*Task description:*
Only the words of the entries are wanted, repeated exactly and without images.

*Dataset:*
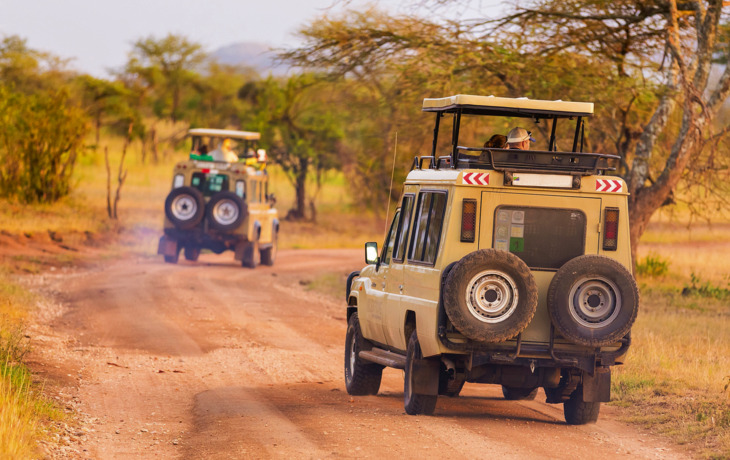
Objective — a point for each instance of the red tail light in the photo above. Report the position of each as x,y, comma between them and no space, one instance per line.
610,229
468,220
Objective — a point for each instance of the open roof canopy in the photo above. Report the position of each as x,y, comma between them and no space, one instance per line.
507,106
230,133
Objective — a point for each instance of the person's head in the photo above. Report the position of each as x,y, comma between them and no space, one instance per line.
497,141
519,138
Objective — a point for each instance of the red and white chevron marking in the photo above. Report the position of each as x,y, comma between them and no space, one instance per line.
609,185
476,178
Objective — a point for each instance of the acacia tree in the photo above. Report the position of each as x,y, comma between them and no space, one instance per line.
301,132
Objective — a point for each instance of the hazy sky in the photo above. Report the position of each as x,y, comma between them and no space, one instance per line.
98,34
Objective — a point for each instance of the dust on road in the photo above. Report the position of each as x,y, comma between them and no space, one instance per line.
210,360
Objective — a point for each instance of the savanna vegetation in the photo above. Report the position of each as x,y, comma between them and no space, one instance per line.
347,121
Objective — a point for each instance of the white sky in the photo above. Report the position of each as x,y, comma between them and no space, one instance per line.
98,34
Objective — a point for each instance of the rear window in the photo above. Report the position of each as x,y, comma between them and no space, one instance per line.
210,183
544,238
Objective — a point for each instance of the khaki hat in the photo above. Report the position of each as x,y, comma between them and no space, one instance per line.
518,135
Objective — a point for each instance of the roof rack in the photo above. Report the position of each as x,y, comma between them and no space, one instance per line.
573,163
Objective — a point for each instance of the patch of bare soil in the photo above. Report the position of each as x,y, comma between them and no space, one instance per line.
210,360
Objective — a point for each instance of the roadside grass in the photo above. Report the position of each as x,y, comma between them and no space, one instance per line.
25,413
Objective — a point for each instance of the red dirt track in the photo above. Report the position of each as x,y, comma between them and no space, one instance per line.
211,360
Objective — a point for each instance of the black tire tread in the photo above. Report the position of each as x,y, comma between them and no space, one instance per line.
462,272
366,376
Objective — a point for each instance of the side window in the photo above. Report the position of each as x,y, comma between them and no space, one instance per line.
403,228
429,222
390,241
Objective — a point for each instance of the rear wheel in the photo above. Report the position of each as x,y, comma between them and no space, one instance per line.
519,394
579,412
361,377
414,403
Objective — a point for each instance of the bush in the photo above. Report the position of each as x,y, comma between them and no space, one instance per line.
652,265
40,137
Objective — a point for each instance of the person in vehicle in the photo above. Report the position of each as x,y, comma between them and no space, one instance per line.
497,141
519,138
224,152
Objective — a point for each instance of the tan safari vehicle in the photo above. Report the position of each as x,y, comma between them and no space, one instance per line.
221,205
509,267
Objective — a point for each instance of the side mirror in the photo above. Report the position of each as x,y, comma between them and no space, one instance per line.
371,253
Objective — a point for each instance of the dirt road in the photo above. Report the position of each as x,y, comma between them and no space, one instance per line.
210,360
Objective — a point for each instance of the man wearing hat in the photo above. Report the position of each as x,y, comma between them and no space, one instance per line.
519,138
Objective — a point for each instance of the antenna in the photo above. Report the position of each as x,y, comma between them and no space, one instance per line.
390,190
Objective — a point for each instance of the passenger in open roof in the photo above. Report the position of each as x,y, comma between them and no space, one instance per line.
519,138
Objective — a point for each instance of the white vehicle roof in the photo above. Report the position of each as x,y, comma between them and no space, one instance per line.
492,105
233,134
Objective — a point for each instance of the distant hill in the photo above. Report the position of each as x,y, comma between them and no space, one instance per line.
249,54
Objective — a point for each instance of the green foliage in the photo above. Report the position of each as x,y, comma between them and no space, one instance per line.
652,265
41,137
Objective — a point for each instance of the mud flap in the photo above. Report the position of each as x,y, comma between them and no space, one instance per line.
426,377
597,387
167,246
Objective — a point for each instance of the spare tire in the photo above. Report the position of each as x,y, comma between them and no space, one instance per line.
226,211
490,295
593,300
184,207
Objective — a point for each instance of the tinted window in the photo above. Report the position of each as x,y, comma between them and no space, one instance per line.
403,228
429,221
390,241
542,237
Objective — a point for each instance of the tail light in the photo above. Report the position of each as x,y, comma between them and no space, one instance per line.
610,229
468,220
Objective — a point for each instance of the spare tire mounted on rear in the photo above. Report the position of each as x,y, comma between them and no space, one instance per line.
490,295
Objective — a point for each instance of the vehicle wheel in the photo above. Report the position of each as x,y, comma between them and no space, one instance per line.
593,300
519,394
415,404
184,207
490,295
268,255
225,211
579,412
251,255
192,253
361,377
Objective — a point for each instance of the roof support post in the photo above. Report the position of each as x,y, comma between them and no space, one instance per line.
577,133
436,134
455,138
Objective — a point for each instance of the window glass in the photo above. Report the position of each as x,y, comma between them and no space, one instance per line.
429,222
544,238
403,228
390,241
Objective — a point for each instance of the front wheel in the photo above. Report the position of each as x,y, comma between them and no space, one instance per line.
579,412
361,377
414,403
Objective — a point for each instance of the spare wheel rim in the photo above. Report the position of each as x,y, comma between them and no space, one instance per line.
492,296
184,207
225,212
594,302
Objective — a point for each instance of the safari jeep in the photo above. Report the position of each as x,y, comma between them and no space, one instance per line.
508,267
220,205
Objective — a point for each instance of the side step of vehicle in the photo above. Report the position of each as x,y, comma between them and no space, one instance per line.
384,357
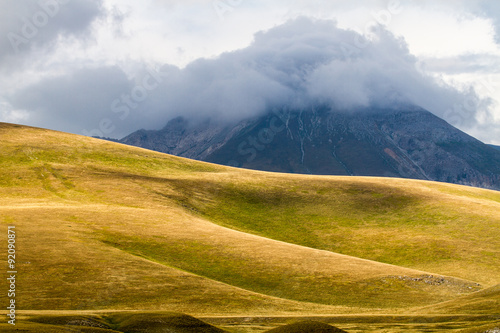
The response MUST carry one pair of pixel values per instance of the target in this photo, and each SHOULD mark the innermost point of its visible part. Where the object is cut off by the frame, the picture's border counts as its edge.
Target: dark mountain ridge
(407, 142)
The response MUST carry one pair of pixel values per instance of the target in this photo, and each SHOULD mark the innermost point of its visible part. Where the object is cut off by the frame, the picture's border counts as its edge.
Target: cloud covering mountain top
(301, 63)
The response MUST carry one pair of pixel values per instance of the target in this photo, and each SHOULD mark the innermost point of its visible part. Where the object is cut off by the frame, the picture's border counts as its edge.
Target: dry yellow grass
(104, 226)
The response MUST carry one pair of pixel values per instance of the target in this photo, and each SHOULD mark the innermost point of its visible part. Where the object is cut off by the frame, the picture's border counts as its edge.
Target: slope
(105, 226)
(404, 141)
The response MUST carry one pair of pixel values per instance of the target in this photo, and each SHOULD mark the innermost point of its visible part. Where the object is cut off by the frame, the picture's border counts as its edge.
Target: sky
(110, 67)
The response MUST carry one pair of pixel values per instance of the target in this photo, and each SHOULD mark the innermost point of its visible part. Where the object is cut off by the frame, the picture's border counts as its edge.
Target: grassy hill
(102, 226)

*Reply to the task:*
Objective — a point for each instance of the red tail light in the photo above. Report the position of each as x,y, comma between them and no space, one instance per line.
610,229
468,220
Objective — a point for each instance of the open roof canopy in the photo above. Report the position of each as x,y, comma between them and no space, one instance per line.
507,106
230,133
Objective — a point for each instance of the person's head in the photo above. Report the position of each as x,y, comma between them and no space, one instance per line.
497,141
519,138
Objective — a point for each instance of the red and white chevron marking in the photo above. Report the position of each as x,y, comma between them and no space, one instance per line.
609,185
476,178
Objective — a point for each instance of the acacia tree in the photo above. Report the position of each as x,y, comma between them and no space, one instance per line.
301,132
Objective — a point for each instance of the hazy sky in the photo above. Report the position of each as x,y, comma between them and no space, one instance per line.
98,34
Objective — a point for each instance of the dust on road in the photo above. Report the position of each as x,y, comma between them and no space, one instance per line.
210,360
Objective — a point for each instance of the savanna vegetation in the photo above. Report the position of each as x,y, comma between them and no space, one instance per line.
347,121
Objective — a point for each instance of the white sky in the photo above. Report the position of each as x,y, comma between them and no space, one instance per line.
98,34
Objective — a point for each instance of the rear window in the photo above. Report the position of each as x,y, comma between them and no space, one instance per line.
210,183
544,238
Objective — a point for each instance of the khaki hat in the photo above. Report the position of each as x,y, comma between them and no space, one instance per line.
518,135
Objective — a point for each instance of the roof rack in the photo above. Report the position of each as x,y, comma between them and no space, one instance per line.
573,163
Objective — a point for each instance of the patch of bare soil in the photo above. Report the position of each as x,y, comma between them and no space, one instance per line.
210,360
Objective — a point for each instance of the roadside grass in the photo above. Report the position of each as x,y, comma between them and no space, one instance per line.
25,413
Objective — a point for each instance of the red dirt track in the photo above. Report the position of each as x,y, comma between them and no space, one instance per line.
211,360
Objective — a point for each instance of the black tire tread in the photo above. Report the position of each as x,y, comma between them and no space, one instance per line.
462,272
366,376
Objective — a point for each instance of the side window in the photo above. Report the position of each as x,y, comma between them and no space, one instance per line.
403,228
429,222
390,241
Objective — a point for each instance of the rear wheel in the photo above. Report the position of each as x,y, comma between them and no space, one instance per line.
519,394
579,412
361,377
414,403
Objective — a point for each instance of the bush in the photo above. Report the position of each as x,y, comma between them and no space, one instance per line.
652,265
40,137
Objective — a point for each instance of the person in vehicle in the photo above. Report the position of each as x,y, comma between them and no space, one instance per line.
497,141
519,138
224,152
Objective — a point for each instance of the tan safari vehicle in the photo above. Report the position of each as x,y, comma between them and no space, one instance per line.
221,205
509,267
Objective — a point for each instance of the side mirror in the photo above. Report the position of each as x,y, comma between them and no space, one instance per line.
371,253
Objective — a point for each instance of the dirt road in the photo above. Report the position of each as x,y, comma between them and no space, one instance per line.
210,360
Objective — a point for each instance of the man wearing hat in the photo above. Report the position of each as x,y, comma between them and no space, one instance per line.
519,138
Objective — a point for each instance of the antenna in the photo above. Report the position of each as x,y, comma between them and no space, one instance per line.
390,190
Objective — a point for each instance of the passenger in open roof in the photo above. Report the position of each as x,y, comma between them and no space, one instance per line.
519,138
Objective — a point for each instance of the white vehicle roof in the photo above. Report the position of each as x,y, comma between them and no space, one instance per line.
492,105
233,134
Objective — a point for each instance of the distant hill in the photo above. Report the position of each as x,y, comma between them and no space, one instance per line.
249,54
Objective — a point for each instance of the green foliage in the photo above. Report the position of each as x,y, comma between them and no space, one instance per line.
652,265
41,137
Objective — a point for each instance of the mud flap in the photo above. Report the position of each as x,y, comma between them and no space, one instance per line.
426,377
597,387
167,246
Objective — a point for each instance of the spare tire in the photo above. Report the position of each as x,y, comma between them and no space, one instance per line.
226,211
490,295
593,300
184,207
Objective — a point for each instance of the tinted window in the photo above. Report the position of each as x,y, comma between them and no space, one instance per line.
403,228
429,221
390,241
542,237
Objective — a point for each instance of the tail light in the photo above. Report the position of each as x,y, comma between them and no space, one instance per line.
610,229
468,220
Objective — a point for each instance of the spare tire mounted on rear in the photo above. Report the position of each as x,y, comma between them and no space, one instance per line.
490,295
Objective — a point for each instance of the vehicle wheel in the photo above. Report the position of each as x,y, comma between them and no space, one instance per line.
593,300
519,394
415,404
184,207
490,295
268,255
225,211
579,412
251,255
192,253
361,377
Objective — a point for each instance of the roof support post in the photo above. Report the position of each as x,y, comma between them and no space, one instance per line.
577,133
436,134
455,138
Objective — a point for each instance of the window glass in the photo above. Report the position of each as x,y, comma between them and no space, one instance per line.
429,222
544,238
403,228
390,241
Objective — a point for each instance of the front wheel in the photo above. Report the position of each as x,y, comma between them and no space, one instance per line.
579,412
361,377
414,403
Objective — a point for each instance of the spare wheel rim in the photo above. Report the position of each as x,y, comma between them and no space, one instance per line.
492,296
184,207
225,212
594,302
Objective — a point for each instance of the safari jeep in the photo above. Report the position of each as x,y, comma between them and no space, one instance per line.
508,267
220,205
Objective — a point for each instance of the side step of vehicle in the photo above. Report the position of each as x,y, comma between them and no space, one instance per line.
384,357
The response MUST carry one pair of pixel values per instance of the target in this photo, and each SHOULD mark the innermost point of its visible part. Where the object is cut off by the frame, the picture's border counts as its edge.
Target: dark mountain ridge
(407, 142)
The response MUST carry one pair of pixel values per instance of the target in this photo, and each SHOULD mark the innermost point of its visible part. Where the object is cut off by the frame, the picture's border counts as its edge.
Target: cloud covering mountain top
(301, 63)
The response MUST carry one pair of pixel values per instance of the target in this photo, and each SHOULD mark the innermost point of its visible part. Where the object is cut off by the frame, the picture's border counts as its edge.
Target: dry yellow grass
(104, 226)
The response MUST carry one pair of pixel values per instance of the target in this photo, and each SHOULD mark the innermost point of its visible part. Where the object is cut off by the frame, the picture's border counts as its edge.
Target: slope
(105, 226)
(404, 141)
The response MUST carry one pair of pixel values per instance of the target in this photo, and each SHOULD mark the innermost point of its visible part. Where the object is cut off by the frame, the picture's border counts as its edge.
Target: sky
(110, 67)
The response MUST carry one pair of pixel values per instance of the target in this photo, and each SHOULD mark the innermost point of its visible part. Where the object is cut off by the frame, the picture's border counts as its edge.
Target: grassy hill
(102, 226)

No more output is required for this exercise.